--- EXCERPTED DATA ---

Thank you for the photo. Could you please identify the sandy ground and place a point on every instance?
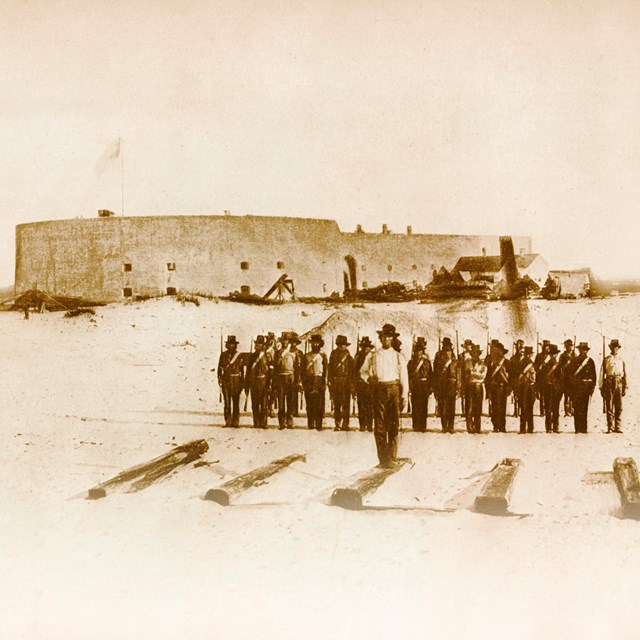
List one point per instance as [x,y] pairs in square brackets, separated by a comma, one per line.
[85,398]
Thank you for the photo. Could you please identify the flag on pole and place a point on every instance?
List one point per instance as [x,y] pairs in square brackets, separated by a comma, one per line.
[109,156]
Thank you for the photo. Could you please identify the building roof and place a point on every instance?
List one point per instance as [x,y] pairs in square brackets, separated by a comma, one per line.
[491,264]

---

REQUIRED WORK:
Copy all of the records verbatim, omitting the pictures.

ANSWER SECTION:
Thank you for the photo. Could you please identify the sandy ground and place a point on every instance?
List one point per instance as [x,y] pairs in square brackets, separated by a comma, one per line.
[85,398]
Thank you for the photo. Could you please identify the flag on pole and place a point on every instance?
List one point per instance as [x,y] pairs in square brackets, separated by a comma, one per line.
[109,156]
Thank you for the photo. Could you please identify the building roof and place a point on every instance?
List one point per instance as [x,y] pairs in square brackets, separated by a comma, one per line.
[491,264]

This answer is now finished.